[What the task requires] Find the line with "column 376, row 86" and the line with "column 591, row 228" in the entries below; output exactly those two lines, every line between them, and no others.

┌─ Records shown

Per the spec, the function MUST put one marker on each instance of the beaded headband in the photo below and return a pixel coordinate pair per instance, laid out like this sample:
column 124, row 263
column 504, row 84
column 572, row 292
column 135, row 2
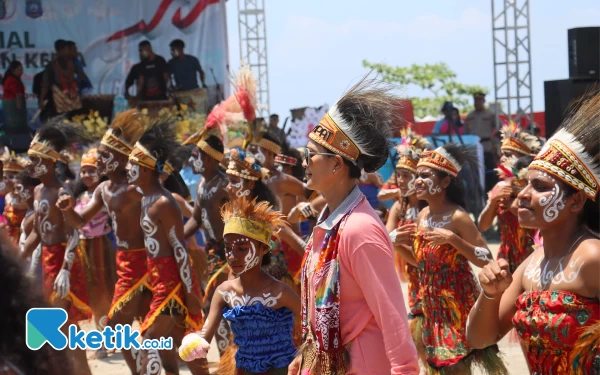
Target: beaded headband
column 142, row 157
column 328, row 133
column 440, row 160
column 566, row 158
column 284, row 159
column 206, row 148
column 256, row 230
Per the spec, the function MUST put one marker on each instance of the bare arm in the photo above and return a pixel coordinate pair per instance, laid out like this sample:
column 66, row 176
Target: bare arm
column 78, row 220
column 491, row 319
column 292, row 239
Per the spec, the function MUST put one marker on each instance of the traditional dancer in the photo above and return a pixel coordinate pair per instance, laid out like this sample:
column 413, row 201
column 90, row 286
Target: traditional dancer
column 446, row 241
column 288, row 189
column 402, row 219
column 131, row 298
column 255, row 304
column 64, row 281
column 15, row 209
column 516, row 242
column 176, row 301
column 97, row 249
column 557, row 288
column 354, row 319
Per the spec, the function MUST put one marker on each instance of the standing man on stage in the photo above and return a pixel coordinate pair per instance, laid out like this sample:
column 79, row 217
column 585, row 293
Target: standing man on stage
column 184, row 69
column 153, row 76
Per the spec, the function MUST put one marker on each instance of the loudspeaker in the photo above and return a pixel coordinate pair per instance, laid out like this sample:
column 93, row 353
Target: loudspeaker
column 584, row 53
column 559, row 97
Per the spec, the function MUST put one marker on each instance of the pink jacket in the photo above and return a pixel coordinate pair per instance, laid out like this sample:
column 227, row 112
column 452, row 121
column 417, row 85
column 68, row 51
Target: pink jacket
column 372, row 313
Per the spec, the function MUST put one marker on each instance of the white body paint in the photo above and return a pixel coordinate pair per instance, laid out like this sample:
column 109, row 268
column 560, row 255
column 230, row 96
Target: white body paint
column 46, row 228
column 433, row 189
column 39, row 169
column 543, row 277
column 430, row 223
column 134, row 173
column 483, row 254
column 233, row 300
column 181, row 258
column 554, row 203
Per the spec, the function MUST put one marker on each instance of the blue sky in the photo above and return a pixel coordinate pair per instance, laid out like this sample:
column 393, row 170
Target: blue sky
column 316, row 47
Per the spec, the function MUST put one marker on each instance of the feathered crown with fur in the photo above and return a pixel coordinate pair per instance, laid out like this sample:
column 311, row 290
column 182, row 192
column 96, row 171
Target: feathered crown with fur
column 515, row 139
column 410, row 149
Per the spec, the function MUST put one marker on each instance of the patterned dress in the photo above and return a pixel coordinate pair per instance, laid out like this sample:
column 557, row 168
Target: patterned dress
column 557, row 330
column 516, row 241
column 449, row 290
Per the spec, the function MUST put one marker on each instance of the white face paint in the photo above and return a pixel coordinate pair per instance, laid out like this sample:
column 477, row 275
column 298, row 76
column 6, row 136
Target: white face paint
column 260, row 157
column 431, row 186
column 232, row 299
column 411, row 186
column 133, row 174
column 39, row 169
column 197, row 165
column 23, row 193
column 109, row 165
column 238, row 187
column 430, row 223
column 181, row 257
column 553, row 203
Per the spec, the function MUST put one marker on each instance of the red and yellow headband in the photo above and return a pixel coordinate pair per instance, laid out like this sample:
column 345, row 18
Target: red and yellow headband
column 115, row 143
column 142, row 157
column 269, row 145
column 440, row 160
column 329, row 134
column 284, row 159
column 565, row 158
column 45, row 151
column 256, row 230
column 207, row 149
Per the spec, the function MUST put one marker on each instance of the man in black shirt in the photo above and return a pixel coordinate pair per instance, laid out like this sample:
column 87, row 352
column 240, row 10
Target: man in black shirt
column 153, row 76
column 184, row 68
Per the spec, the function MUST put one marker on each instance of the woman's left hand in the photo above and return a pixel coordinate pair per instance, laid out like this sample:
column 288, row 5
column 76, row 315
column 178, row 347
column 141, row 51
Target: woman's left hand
column 440, row 236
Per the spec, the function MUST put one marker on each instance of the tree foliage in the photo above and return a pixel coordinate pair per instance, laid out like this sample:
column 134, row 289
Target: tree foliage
column 437, row 79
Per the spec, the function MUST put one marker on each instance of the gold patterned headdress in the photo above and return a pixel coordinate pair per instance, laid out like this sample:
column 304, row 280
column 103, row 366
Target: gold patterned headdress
column 126, row 129
column 257, row 221
column 410, row 149
column 329, row 134
column 13, row 163
column 141, row 156
column 245, row 165
column 515, row 139
column 89, row 158
column 440, row 160
column 564, row 157
column 44, row 150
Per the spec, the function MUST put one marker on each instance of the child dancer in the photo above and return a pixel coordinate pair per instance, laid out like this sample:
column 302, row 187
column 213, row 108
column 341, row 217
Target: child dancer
column 259, row 308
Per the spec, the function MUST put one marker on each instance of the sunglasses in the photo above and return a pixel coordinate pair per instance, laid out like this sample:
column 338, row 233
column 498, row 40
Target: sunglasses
column 308, row 155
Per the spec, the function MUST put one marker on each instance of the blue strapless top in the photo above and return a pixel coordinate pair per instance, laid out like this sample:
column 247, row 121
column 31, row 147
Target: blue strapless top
column 263, row 336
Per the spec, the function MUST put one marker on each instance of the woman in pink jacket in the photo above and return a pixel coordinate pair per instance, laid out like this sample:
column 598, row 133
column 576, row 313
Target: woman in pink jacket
column 354, row 319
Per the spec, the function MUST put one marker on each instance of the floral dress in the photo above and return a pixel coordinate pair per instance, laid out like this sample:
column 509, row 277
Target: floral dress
column 516, row 241
column 559, row 331
column 449, row 290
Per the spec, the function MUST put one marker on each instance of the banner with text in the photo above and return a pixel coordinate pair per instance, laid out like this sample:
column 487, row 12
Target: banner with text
column 107, row 33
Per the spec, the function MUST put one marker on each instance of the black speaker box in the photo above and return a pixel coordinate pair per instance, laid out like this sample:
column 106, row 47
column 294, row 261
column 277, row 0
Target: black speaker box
column 584, row 53
column 559, row 97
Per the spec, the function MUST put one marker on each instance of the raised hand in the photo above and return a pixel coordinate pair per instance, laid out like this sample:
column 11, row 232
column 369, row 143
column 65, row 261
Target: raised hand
column 495, row 277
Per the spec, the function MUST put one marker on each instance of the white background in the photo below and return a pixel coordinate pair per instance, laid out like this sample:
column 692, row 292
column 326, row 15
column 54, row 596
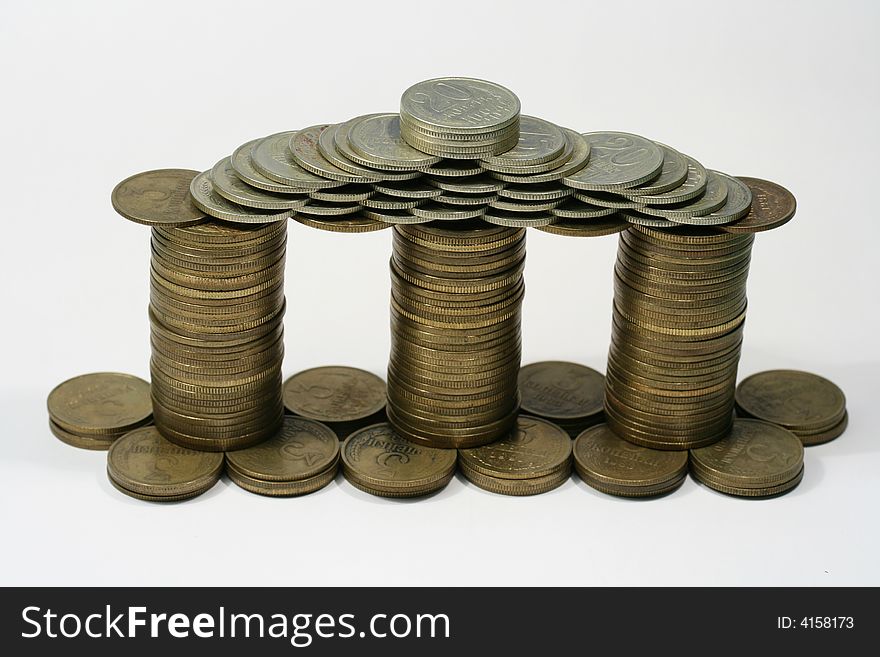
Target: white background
column 93, row 92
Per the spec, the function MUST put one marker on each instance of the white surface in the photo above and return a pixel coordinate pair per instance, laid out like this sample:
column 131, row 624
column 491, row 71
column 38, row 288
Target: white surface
column 96, row 91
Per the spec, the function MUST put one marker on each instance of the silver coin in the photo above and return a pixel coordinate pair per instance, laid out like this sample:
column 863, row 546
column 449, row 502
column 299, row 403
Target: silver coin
column 712, row 199
column 618, row 160
column 272, row 158
column 304, row 149
column 736, row 206
column 377, row 140
column 693, row 186
column 539, row 142
column 460, row 105
column 228, row 185
column 210, row 202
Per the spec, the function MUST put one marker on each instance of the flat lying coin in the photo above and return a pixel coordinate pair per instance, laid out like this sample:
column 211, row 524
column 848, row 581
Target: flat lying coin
column 100, row 404
column 157, row 198
column 618, row 160
column 772, row 206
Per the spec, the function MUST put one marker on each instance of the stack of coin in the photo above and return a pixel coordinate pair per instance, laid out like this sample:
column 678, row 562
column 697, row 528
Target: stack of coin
column 533, row 458
column 570, row 395
column 757, row 459
column 301, row 458
column 344, row 398
column 92, row 410
column 144, row 465
column 617, row 467
column 216, row 309
column 679, row 309
column 456, row 297
column 379, row 461
column 459, row 118
column 808, row 405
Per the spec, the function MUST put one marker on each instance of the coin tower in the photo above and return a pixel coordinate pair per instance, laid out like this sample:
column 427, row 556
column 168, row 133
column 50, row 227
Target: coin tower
column 458, row 174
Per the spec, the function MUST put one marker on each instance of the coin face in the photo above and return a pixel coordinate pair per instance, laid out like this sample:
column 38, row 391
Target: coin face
column 535, row 448
column 793, row 399
column 618, row 160
column 559, row 389
column 772, row 206
column 145, row 462
column 460, row 104
column 754, row 454
column 334, row 394
column 300, row 450
column 100, row 403
column 603, row 456
column 157, row 198
column 378, row 455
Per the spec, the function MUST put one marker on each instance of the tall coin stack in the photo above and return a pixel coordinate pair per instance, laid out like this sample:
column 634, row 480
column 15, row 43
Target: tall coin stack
column 456, row 295
column 216, row 309
column 679, row 310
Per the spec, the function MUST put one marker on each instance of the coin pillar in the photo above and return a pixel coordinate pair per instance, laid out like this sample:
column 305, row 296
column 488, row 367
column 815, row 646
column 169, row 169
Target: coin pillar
column 216, row 310
column 678, row 317
column 456, row 297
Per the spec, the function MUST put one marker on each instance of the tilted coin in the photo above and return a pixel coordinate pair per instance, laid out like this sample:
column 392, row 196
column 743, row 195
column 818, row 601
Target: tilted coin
column 157, row 198
column 376, row 139
column 144, row 462
column 618, row 160
column 207, row 199
column 460, row 105
column 301, row 450
column 271, row 156
column 381, row 460
column 601, row 456
column 100, row 404
column 334, row 394
column 560, row 390
column 772, row 206
column 535, row 448
column 228, row 185
column 799, row 401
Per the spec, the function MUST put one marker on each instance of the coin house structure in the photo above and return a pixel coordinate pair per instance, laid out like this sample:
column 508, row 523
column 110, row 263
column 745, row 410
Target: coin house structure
column 459, row 175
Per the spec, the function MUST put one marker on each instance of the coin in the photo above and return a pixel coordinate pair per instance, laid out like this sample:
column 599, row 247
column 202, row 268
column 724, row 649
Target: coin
column 380, row 461
column 805, row 403
column 772, row 206
column 103, row 404
column 144, row 462
column 618, row 160
column 569, row 394
column 157, row 198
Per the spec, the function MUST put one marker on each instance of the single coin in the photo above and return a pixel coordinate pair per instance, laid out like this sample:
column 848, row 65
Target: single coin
column 377, row 456
column 460, row 105
column 228, row 185
column 100, row 404
column 618, row 160
column 144, row 462
column 608, row 459
column 755, row 454
column 772, row 206
column 535, row 448
column 272, row 157
column 793, row 399
column 559, row 390
column 302, row 449
column 158, row 198
column 334, row 394
column 539, row 141
column 377, row 140
column 207, row 198
column 736, row 206
column 608, row 225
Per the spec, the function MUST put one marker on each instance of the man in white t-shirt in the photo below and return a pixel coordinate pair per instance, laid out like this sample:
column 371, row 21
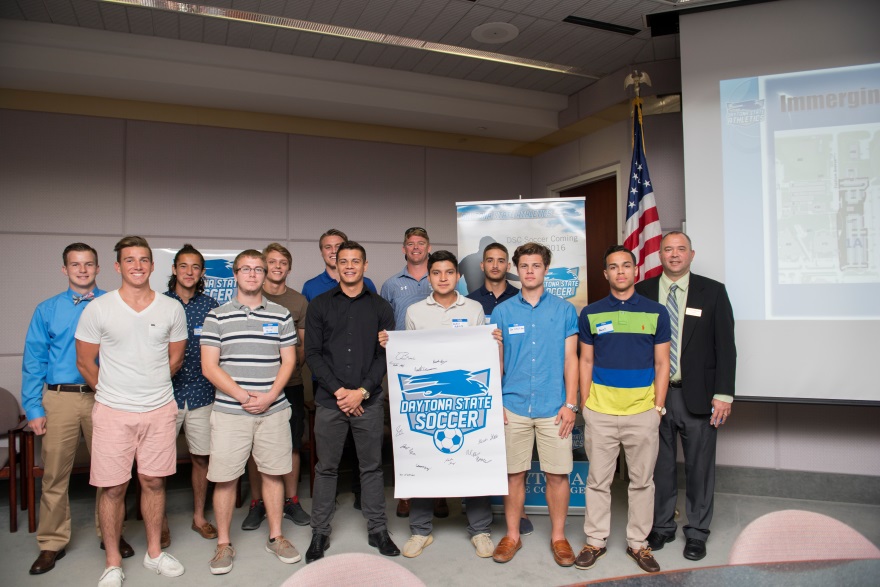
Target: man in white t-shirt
column 139, row 339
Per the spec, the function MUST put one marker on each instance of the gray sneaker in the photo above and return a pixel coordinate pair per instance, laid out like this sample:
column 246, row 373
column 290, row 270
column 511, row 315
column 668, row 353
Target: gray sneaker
column 295, row 513
column 222, row 561
column 283, row 549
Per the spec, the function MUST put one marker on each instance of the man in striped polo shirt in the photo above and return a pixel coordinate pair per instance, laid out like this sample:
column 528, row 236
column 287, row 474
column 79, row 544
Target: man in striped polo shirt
column 624, row 373
column 248, row 353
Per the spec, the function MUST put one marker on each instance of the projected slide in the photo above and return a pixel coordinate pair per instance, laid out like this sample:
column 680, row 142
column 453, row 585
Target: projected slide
column 801, row 161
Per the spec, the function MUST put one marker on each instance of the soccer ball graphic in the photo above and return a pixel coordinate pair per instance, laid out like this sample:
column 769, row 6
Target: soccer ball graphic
column 449, row 440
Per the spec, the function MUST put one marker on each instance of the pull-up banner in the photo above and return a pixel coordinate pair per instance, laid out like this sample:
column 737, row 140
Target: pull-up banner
column 447, row 423
column 557, row 223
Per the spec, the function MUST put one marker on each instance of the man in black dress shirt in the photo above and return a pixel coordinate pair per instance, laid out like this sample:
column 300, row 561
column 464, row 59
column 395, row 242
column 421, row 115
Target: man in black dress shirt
column 343, row 353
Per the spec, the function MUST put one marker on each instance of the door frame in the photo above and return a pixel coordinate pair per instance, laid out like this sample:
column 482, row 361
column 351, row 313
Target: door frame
column 554, row 189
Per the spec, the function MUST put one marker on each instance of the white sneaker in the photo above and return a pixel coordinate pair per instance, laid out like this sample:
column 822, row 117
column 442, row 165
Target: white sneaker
column 112, row 577
column 165, row 565
column 483, row 544
column 416, row 544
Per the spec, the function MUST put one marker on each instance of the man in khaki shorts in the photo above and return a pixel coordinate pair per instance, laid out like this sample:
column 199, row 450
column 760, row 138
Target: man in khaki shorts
column 139, row 337
column 539, row 392
column 248, row 353
column 193, row 393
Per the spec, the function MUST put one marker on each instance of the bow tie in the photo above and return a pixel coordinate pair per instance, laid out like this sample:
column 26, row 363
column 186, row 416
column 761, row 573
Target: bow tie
column 88, row 297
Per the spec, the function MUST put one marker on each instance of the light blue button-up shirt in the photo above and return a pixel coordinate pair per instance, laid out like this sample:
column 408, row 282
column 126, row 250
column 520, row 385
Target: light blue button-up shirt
column 50, row 349
column 534, row 353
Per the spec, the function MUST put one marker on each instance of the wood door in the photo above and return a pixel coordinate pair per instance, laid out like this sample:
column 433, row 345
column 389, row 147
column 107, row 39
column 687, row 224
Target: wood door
column 601, row 214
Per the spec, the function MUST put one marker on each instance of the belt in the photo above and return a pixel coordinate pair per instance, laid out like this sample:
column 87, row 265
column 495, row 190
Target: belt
column 71, row 388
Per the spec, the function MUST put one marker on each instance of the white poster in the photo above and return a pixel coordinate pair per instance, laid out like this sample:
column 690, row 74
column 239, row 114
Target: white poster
column 446, row 416
column 219, row 279
column 557, row 223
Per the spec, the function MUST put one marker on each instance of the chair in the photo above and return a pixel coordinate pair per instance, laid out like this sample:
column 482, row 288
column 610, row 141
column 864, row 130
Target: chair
column 33, row 468
column 794, row 535
column 11, row 423
column 364, row 570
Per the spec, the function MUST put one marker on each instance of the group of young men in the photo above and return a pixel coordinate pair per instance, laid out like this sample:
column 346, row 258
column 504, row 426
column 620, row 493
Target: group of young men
column 128, row 368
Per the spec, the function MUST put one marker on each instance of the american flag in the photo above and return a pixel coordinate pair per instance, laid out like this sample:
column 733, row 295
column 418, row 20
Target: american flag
column 643, row 233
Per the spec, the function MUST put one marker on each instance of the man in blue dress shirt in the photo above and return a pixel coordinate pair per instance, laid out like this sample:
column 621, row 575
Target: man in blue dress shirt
column 59, row 413
column 193, row 392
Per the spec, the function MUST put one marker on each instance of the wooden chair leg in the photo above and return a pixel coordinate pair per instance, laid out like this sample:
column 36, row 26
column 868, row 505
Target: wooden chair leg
column 13, row 497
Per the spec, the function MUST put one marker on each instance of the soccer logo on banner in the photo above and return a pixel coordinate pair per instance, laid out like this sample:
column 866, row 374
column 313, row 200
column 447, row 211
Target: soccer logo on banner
column 446, row 406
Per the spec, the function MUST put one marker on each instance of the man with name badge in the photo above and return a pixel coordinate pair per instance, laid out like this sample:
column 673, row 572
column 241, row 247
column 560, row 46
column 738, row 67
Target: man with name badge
column 402, row 290
column 192, row 391
column 624, row 370
column 343, row 352
column 497, row 289
column 248, row 353
column 446, row 308
column 64, row 410
column 140, row 338
column 539, row 392
column 701, row 389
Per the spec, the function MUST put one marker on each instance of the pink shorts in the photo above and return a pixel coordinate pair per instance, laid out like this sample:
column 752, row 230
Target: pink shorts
column 118, row 438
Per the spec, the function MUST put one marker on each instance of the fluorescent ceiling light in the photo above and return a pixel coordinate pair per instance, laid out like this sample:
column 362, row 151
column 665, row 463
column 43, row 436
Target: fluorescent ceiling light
column 306, row 26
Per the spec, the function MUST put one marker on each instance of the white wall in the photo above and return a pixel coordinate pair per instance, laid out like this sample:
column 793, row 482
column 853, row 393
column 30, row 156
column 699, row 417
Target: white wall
column 67, row 178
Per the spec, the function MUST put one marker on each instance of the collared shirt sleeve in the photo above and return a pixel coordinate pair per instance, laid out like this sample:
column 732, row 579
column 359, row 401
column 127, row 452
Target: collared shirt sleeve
column 314, row 345
column 34, row 366
column 378, row 367
column 210, row 330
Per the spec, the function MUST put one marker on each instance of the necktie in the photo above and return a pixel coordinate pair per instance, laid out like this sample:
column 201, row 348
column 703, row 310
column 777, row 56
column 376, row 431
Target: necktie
column 672, row 308
column 77, row 299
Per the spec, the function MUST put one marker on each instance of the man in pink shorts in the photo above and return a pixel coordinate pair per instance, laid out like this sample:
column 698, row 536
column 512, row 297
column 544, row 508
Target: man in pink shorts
column 138, row 338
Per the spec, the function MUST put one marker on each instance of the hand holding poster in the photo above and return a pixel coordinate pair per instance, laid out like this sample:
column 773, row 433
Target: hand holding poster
column 447, row 424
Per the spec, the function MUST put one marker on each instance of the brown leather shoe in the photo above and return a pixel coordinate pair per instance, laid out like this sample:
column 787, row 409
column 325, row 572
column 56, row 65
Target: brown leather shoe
column 46, row 561
column 441, row 508
column 644, row 559
column 588, row 557
column 562, row 553
column 125, row 549
column 207, row 531
column 506, row 549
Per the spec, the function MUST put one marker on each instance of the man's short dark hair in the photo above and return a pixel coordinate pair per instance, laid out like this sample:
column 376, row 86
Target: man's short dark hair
column 332, row 232
column 80, row 247
column 439, row 256
column 532, row 249
column 497, row 246
column 250, row 254
column 673, row 233
column 131, row 241
column 618, row 249
column 188, row 249
column 352, row 246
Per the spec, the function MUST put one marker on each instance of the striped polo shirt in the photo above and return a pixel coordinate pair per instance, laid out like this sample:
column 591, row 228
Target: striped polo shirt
column 623, row 334
column 250, row 343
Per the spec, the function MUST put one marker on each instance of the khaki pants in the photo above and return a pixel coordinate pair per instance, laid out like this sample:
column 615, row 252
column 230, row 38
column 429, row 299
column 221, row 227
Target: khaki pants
column 640, row 438
column 67, row 413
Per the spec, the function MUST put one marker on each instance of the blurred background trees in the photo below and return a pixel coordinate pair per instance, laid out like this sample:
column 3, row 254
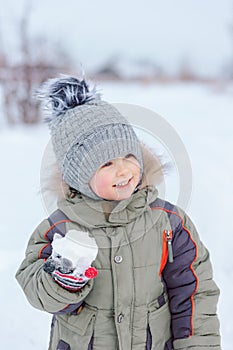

└─

[Written answer]
column 376, row 86
Target: man's short dark hair
column 332, row 232
column 80, row 247
column 439, row 256
column 532, row 249
column 497, row 246
column 250, row 254
column 673, row 233
column 131, row 241
column 618, row 249
column 188, row 249
column 352, row 246
Per the spec, the function MUST put one marker on each instance of the striped polo shirt in the photo above and return a pixel coordinate pair per instance, laid out like this sample:
column 591, row 228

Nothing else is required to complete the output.